━━ Record list ━━

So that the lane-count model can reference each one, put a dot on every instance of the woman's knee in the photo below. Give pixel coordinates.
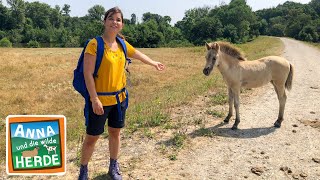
(114, 132)
(90, 140)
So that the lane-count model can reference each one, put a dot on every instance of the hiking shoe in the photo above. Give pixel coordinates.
(114, 170)
(83, 173)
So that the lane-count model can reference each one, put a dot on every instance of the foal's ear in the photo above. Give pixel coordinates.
(208, 46)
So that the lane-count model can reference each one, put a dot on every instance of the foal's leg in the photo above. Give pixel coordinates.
(282, 97)
(230, 99)
(236, 106)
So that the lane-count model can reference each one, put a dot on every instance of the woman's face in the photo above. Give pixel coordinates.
(113, 23)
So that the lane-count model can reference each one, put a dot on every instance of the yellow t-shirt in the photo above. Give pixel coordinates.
(111, 75)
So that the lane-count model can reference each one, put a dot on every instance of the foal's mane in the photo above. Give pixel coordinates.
(231, 50)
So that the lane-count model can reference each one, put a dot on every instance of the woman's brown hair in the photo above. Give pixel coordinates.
(111, 12)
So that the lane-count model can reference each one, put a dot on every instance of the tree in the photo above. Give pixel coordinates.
(17, 8)
(40, 14)
(133, 19)
(66, 10)
(96, 12)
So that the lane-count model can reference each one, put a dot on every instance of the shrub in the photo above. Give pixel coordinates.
(5, 42)
(33, 44)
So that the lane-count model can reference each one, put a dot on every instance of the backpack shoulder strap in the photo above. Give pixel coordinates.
(100, 50)
(124, 47)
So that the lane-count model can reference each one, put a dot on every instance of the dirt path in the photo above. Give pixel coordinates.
(257, 145)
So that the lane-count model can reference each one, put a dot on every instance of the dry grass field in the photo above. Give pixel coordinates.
(39, 82)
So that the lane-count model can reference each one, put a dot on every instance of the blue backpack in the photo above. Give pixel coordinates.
(79, 82)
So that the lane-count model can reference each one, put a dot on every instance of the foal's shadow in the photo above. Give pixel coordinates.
(102, 177)
(219, 130)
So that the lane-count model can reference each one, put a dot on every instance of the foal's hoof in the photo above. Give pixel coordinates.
(277, 124)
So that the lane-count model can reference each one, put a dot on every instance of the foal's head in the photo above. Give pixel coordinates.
(214, 59)
(211, 57)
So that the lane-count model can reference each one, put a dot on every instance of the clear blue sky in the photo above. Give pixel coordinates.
(173, 8)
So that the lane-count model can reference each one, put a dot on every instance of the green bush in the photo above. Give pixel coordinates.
(33, 44)
(5, 42)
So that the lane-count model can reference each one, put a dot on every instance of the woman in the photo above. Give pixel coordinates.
(111, 78)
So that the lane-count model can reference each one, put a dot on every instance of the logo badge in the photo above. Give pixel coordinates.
(36, 145)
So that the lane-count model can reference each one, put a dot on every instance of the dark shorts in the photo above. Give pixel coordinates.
(96, 122)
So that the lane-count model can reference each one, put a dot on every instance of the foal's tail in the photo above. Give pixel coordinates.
(288, 84)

━━━

The request: Copy every line of the records above word for word, leaving out the pictures.

Solution for this exercise:
So that the lane-count model can reference each one, put a dot on every instance of the woman's knee in the photo below. Give pixel coordinates.
(114, 132)
(90, 140)
So that the lane-count model can reference each one, put a dot on every instance of the hiking shoe in the photo above. Give pixel coordinates.
(114, 170)
(83, 173)
So that the lane-count model can reference each one, put a dot on every instance of the foal's ear in the photo above. Give pixel coordinates.
(208, 46)
So that the lane-count model can reference each one, put a dot on every instance of the foal's leg in the photo above. Give pixel coordinates.
(282, 97)
(230, 99)
(236, 106)
So that the lane-count model can reference each one, put a dot on every instance of the woman's face in the photo above. Give pixel coordinates.
(113, 23)
So that the lane-count model can reference each one, put a dot on every instance of the yellow t-shirt in the photo above. Give pixel coordinates.
(111, 75)
So that the lane-count model can reference each one, put a dot on every instance of the foal's mane in the photo above. Give pixel coordinates.
(231, 50)
So that the lane-count model can reference each one, put a dot on every instance of the woman's brown hair in the photo above. Give pixel coordinates.
(111, 12)
So that the lane-count model can reference each one, put a dot on every instance of the tree in the photo above. Give pixel coordinates.
(17, 8)
(40, 14)
(133, 19)
(66, 10)
(96, 12)
So that the lane-count model can reference each one, put a dot on every instance of the shrub in the photo above. Give pixel coordinates.
(5, 42)
(33, 44)
So that the lane-count model can reference each one, put a dot on every instance of the backpack shoulder strap in the photo above. Give pixel coordinates.
(100, 50)
(124, 47)
So that the lane-count model can reference each one, put a dot on every instance of the dirt path in the photo above. Give pixel coordinates.
(257, 145)
So that the lane-count model can reference each one, put a dot on every instance of the dry grass field in the photo above. Give pixel coordinates.
(39, 82)
So that the lane-count model can reference each one, put a dot on every instance of the blue backpack in the photo above. Give pixel coordinates.
(79, 82)
So that the lane-count model can reference each one, put a dot on every instance of the foal's shadow in the photo above. Give pixel coordinates.
(102, 177)
(219, 130)
So that the lane-count model can reference each one, put a dot on every instance of the foal's hoof in the photo above. Give pixel coordinates.
(277, 124)
So that the lane-count model can reference each one, put a dot on every instance of the foal's head in the photo above. Give pixel coordinates.
(214, 59)
(211, 57)
So that the lane-count model can reference each one, put a dot on every instance of the clear blue sky in the photo above. Give pixel coordinates.
(173, 8)
So that the lane-count model can reference each one, put a dot on every instance of the green bush in the photo above. Give pixel coordinates.
(33, 44)
(5, 42)
So that the lane-count model can reference each one, put a dot on every instance of the woman in the photo above. Give pixel coordinates.
(111, 78)
So that the lane-count model can reference each one, put a dot on every instance of the logo badge in the photo above. Give pixel coordinates.
(36, 145)
So that the lane-count model can reference each one, put a dot on every instance of the dark shorts in the photo above. Give pixel coordinates.
(96, 122)
So that the lane-count model can reference each one, put a dot on every instance of the foal's tail in the photo above. Give pixel coordinates.
(288, 84)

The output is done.